- [Work instruction] The answer is a number and only a number: how many lines of the data include the string "cake"?

- [Source data]
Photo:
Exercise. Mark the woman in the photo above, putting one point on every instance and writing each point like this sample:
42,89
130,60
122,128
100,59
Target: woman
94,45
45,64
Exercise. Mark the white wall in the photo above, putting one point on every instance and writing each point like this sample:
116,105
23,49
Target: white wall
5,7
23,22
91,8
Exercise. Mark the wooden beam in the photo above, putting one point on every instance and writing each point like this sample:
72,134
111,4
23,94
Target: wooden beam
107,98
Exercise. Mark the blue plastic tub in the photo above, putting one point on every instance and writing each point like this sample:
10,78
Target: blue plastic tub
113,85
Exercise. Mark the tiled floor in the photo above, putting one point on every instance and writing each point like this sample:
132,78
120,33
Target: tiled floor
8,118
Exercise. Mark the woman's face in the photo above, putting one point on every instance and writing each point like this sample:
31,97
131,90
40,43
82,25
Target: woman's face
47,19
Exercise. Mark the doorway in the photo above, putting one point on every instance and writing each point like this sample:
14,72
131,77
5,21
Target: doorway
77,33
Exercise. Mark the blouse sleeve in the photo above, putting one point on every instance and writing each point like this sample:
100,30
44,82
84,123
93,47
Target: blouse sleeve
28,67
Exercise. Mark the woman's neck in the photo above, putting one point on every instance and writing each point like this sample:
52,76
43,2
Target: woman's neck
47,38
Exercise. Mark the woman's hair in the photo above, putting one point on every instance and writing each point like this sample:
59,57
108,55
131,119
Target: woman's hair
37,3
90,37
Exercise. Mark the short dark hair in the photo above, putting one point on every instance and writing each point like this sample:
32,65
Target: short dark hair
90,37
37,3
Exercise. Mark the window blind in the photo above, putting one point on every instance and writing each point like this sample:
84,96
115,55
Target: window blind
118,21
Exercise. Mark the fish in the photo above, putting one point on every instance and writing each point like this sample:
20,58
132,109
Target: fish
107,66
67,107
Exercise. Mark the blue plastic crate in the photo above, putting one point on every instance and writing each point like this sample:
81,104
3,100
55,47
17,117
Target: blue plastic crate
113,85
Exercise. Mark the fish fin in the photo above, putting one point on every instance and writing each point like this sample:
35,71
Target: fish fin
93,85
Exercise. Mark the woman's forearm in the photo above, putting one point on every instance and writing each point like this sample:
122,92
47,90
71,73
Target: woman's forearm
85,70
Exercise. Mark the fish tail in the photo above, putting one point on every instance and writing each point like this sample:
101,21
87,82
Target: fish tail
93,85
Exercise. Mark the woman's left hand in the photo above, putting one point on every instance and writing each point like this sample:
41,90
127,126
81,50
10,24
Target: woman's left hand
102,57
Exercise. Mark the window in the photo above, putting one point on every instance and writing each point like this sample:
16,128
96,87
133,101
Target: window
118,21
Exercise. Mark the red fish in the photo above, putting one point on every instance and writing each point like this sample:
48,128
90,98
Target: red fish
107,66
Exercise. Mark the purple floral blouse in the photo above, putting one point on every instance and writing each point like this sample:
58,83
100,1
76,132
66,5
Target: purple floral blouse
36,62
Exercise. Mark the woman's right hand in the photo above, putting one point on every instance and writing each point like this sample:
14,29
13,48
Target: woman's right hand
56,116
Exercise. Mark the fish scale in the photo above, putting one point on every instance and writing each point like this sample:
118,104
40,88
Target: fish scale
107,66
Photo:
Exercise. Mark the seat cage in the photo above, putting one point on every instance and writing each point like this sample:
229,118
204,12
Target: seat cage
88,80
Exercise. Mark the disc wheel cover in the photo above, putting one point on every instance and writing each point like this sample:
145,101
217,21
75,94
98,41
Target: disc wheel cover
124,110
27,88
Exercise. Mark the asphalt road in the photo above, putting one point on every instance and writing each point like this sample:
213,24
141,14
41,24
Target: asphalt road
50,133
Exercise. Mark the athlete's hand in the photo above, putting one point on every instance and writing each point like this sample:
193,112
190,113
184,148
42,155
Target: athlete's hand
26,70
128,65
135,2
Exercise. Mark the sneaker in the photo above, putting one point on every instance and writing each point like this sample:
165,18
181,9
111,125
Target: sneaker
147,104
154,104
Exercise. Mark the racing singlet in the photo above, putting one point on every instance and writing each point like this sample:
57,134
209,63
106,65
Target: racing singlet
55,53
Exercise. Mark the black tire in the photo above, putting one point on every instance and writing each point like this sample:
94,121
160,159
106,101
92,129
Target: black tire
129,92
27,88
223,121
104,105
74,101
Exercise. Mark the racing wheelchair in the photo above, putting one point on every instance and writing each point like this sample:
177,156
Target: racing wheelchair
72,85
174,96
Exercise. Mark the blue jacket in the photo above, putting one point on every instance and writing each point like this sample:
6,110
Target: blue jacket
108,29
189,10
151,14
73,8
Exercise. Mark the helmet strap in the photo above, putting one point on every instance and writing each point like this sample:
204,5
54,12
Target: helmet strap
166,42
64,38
...
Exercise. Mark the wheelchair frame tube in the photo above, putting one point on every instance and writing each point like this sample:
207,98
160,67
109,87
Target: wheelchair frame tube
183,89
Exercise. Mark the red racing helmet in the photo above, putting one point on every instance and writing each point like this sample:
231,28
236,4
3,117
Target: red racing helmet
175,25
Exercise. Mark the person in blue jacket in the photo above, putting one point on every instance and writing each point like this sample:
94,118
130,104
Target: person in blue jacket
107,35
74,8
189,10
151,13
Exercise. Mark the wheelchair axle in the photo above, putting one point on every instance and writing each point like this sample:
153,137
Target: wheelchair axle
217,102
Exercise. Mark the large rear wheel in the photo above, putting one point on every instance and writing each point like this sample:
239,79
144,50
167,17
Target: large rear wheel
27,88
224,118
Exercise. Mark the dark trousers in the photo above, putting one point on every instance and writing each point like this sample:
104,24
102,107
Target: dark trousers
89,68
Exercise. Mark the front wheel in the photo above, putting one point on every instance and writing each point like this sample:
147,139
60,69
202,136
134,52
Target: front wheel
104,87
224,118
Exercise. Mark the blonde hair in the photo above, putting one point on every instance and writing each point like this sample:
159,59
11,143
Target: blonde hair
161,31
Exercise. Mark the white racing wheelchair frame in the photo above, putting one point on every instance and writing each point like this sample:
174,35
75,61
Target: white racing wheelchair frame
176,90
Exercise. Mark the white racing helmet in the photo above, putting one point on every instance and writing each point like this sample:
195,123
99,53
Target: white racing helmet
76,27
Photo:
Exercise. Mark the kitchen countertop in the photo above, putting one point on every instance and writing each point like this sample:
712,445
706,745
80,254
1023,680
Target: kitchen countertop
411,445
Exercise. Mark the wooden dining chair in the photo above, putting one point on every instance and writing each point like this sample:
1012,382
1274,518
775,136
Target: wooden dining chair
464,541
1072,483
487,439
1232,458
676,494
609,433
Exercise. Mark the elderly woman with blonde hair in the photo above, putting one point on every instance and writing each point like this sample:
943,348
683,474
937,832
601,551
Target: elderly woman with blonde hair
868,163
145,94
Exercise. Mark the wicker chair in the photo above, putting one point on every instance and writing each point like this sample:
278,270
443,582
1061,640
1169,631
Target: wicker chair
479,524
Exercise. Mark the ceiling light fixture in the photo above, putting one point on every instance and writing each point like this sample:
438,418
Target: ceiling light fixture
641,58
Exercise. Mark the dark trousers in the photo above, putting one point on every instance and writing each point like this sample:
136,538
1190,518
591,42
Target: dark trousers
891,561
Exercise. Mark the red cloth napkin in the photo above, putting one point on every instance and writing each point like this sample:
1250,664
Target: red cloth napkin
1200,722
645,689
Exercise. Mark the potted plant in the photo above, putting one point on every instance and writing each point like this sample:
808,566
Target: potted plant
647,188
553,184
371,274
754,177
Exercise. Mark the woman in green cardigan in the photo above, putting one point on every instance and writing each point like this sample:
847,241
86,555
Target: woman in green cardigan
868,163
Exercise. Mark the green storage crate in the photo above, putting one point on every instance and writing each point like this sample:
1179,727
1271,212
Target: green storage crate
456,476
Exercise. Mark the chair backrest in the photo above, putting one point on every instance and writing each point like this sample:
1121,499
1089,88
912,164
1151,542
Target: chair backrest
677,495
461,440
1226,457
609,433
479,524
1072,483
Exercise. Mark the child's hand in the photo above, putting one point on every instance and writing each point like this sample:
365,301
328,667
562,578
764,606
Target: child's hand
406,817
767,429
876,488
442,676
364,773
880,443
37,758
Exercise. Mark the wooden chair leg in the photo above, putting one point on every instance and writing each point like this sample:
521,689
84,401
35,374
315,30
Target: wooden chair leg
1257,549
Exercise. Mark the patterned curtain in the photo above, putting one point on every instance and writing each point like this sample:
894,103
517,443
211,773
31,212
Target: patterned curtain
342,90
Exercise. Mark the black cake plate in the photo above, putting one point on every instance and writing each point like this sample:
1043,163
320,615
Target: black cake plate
...
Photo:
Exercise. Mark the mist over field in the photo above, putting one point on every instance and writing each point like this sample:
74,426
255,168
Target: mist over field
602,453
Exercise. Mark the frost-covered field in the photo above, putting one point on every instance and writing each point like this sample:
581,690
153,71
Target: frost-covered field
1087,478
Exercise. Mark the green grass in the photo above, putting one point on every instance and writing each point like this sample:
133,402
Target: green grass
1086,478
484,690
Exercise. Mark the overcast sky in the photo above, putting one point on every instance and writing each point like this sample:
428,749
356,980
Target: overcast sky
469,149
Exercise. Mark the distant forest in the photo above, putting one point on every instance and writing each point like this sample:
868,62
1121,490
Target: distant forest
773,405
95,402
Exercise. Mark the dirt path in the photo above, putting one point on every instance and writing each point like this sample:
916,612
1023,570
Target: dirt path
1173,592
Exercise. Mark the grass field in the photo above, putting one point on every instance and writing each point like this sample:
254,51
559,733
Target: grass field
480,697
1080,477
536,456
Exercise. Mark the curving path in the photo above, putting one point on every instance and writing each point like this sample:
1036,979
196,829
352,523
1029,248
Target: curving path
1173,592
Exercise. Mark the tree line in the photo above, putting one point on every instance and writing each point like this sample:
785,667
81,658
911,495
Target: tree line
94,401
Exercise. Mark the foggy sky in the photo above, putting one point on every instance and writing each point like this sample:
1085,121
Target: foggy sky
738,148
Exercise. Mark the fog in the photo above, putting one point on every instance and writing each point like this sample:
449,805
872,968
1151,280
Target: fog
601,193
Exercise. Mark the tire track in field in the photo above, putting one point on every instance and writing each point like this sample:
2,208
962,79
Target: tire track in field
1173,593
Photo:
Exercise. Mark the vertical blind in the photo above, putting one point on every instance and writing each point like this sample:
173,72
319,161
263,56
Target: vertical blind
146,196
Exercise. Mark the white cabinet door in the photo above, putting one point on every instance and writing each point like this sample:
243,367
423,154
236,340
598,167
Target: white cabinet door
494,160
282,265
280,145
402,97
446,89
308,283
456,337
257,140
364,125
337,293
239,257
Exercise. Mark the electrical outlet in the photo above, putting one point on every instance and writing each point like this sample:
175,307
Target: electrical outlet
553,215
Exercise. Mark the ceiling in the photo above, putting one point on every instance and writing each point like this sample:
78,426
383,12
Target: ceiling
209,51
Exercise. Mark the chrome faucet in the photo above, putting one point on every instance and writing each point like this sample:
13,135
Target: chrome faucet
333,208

- [Written response] 2